Challenges –
1. According to the statement on digital copyright, in what year was the Digital Millennium Copyright Act passed?
2. List every party that the statement on digital copyright says is affected by the availability of copyrighted materials in digital formats.
3. Condense the paragraph of the statement on digital copyright that begins "With the passage of the DMCA in 1998" into two or three sentences that keep its main facts.

Extract to read –
WASHINGTON,
DC - U.S. Representative Jan Schakowsky, ranking member on the
Subcommittee on Commerce, Trade, and Consumer Protection, today called for a
balanced digital copyright policy that protects the intellectual property of
artists, without putting unnecessary or unrealistic restrictions on consumers.
Representative Schakowsky delivered her remarks before a hearing of the
Subcommittee on Commerce, Trade, and Consumer Protection on “fair use” and
updating the Digital Millennium Copyright Act.
Representative Schakowsky’s opening statement is below:
Technological innovations have once again, opened the door of our Subcommittee
to legislative arenas that could not have been imagined just a few short years
ago. The Internet, digitization of information, and e-commerce have
necessitated the updating of laws that have been rendered ineffective, or become
too stifling, because of technological advances. Today’s hearing focuses our
attention on how the availability of copyrighted materials in digital formats
affects artists, consumers, researchers, librarians, and a host of industries.
Because of the unpredictability of where technology developments will take us
tomorrow, we have to be careful when proposing to update laws. As we have seen
in the past, and as we will hear about what has happened with the Digital
Millennium Copyright Act, or DMCA, closing loopholes could end up shutting doors
to a range of innocent bystanders.
With the passage of the DMCA in 1998, (before I came to Congress), my colleagues
made a significant attempt to contend with the new challenges that digital
capabilities introduced to copyright law. The DMCA was meant to stop copyright
infringement on new digital mediums. Unfortunately, by trying to predict where
the ever-evasive nature of technology would take us, the DMCA was drafted with
such broad strokes that it swept away the Fair Use provisions of the copyright
law and has been abused by those who want to squelch competition in areas wholly
unrelated to copyright. For example, manufacturers of garage door openers and
toner cartridges have used the DMCA to try to prevent their competitors from
developing alternative and cheaper models. Remember, they are not infringing on
copyrights or violating any patents.

Collected data –
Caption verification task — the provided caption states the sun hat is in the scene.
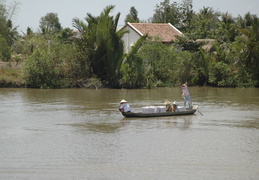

The answers –
1. 1998

2.
- Artists
- Consumers
- Researchers
- Librarians
- A host of industries

3. The DMCA was passed in 1998, before Schakowsky came to Congress, to stop copyright infringement on new digital mediums. In trying to predict where technology would go, it was drafted so broadly that it swept away the Fair Use provisions of copyright law and has been abused to squelch competition unrelated to copyright. Manufacturers of garage door openers and toner cartridges, for example, have used it to try to keep competitors from developing cheaper alternatives, even though those competitors infringe no copyrights or patents.